TASK TO COMPLETE: In the entries below, find each line with the word "lamp" and return it.

EXTRACTED INFORMATION Block Start

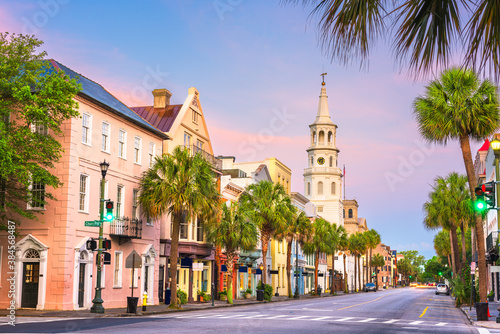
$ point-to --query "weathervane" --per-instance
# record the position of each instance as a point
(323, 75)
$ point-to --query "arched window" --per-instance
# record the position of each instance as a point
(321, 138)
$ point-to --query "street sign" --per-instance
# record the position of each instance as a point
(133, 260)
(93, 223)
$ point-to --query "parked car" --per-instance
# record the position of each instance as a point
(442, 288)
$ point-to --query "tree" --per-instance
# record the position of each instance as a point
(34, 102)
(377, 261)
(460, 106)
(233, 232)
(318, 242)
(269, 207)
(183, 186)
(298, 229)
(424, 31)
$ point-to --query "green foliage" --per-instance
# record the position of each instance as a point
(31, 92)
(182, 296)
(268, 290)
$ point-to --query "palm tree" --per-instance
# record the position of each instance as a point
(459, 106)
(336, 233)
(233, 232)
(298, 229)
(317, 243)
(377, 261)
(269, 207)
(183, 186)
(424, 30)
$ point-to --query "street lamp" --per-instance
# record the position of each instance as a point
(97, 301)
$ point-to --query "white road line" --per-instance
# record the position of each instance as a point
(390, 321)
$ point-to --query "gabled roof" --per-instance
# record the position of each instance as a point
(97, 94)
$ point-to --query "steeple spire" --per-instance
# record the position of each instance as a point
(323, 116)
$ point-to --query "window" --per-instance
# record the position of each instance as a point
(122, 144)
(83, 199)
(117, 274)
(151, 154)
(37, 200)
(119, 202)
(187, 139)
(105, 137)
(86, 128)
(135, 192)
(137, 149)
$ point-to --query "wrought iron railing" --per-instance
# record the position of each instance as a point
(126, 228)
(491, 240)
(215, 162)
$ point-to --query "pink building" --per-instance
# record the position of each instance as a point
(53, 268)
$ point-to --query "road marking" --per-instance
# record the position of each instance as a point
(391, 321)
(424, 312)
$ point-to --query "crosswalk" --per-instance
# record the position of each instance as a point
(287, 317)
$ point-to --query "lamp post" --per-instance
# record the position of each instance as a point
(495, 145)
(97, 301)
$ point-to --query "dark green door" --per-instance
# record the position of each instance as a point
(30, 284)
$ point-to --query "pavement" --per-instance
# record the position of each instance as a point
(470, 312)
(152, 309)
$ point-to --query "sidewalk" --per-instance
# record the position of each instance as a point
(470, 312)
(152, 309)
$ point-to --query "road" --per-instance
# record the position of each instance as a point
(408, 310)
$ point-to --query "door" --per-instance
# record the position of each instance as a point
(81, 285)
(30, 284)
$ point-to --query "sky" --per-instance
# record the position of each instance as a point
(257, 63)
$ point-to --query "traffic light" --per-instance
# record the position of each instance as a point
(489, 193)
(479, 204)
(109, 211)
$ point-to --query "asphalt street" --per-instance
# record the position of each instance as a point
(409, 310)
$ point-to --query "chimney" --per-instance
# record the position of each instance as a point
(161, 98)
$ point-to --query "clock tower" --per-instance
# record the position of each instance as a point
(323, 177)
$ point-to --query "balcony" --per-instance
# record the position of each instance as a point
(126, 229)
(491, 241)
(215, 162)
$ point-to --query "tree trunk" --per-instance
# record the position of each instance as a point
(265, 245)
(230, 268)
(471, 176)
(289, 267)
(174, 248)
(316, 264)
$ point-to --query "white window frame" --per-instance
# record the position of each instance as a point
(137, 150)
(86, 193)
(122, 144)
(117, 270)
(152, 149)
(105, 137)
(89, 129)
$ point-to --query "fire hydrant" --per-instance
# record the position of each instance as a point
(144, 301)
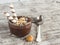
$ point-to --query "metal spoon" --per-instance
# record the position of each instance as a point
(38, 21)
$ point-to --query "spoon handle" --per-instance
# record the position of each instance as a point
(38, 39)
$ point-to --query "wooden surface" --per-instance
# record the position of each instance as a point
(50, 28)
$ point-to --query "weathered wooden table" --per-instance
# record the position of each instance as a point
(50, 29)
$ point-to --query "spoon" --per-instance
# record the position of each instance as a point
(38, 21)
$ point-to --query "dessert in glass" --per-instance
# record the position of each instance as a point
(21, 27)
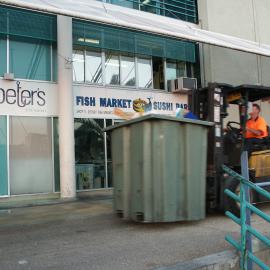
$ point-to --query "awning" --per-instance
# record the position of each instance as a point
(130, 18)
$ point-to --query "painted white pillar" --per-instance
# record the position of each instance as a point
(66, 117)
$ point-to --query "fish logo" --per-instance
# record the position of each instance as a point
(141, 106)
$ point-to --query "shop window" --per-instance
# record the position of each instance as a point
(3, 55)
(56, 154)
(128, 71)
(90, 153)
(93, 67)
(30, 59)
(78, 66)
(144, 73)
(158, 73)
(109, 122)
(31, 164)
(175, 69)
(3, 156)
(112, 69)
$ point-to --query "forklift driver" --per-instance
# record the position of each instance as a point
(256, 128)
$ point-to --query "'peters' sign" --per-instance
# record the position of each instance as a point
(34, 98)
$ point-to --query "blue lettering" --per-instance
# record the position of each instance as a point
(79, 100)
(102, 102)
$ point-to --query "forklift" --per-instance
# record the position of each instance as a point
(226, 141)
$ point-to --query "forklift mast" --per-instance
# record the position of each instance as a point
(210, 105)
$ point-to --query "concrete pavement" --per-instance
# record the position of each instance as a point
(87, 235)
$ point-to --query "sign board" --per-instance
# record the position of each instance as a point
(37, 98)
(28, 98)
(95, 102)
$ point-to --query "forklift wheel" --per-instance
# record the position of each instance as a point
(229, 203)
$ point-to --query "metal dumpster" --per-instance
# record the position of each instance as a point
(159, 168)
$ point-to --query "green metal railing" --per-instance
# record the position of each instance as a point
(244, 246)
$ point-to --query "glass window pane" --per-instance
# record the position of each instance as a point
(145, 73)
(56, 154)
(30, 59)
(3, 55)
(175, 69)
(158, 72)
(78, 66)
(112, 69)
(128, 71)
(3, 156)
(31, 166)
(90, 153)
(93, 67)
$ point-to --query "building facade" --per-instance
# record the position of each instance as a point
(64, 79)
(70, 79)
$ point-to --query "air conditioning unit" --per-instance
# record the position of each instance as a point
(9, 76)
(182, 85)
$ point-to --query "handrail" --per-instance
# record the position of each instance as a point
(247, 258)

EXTRACTED INFORMATION Block End

OUTPUT BELOW:
$ point-to --query "street lamp" --per-instance
$ point-to --query "lamp post" --per-instance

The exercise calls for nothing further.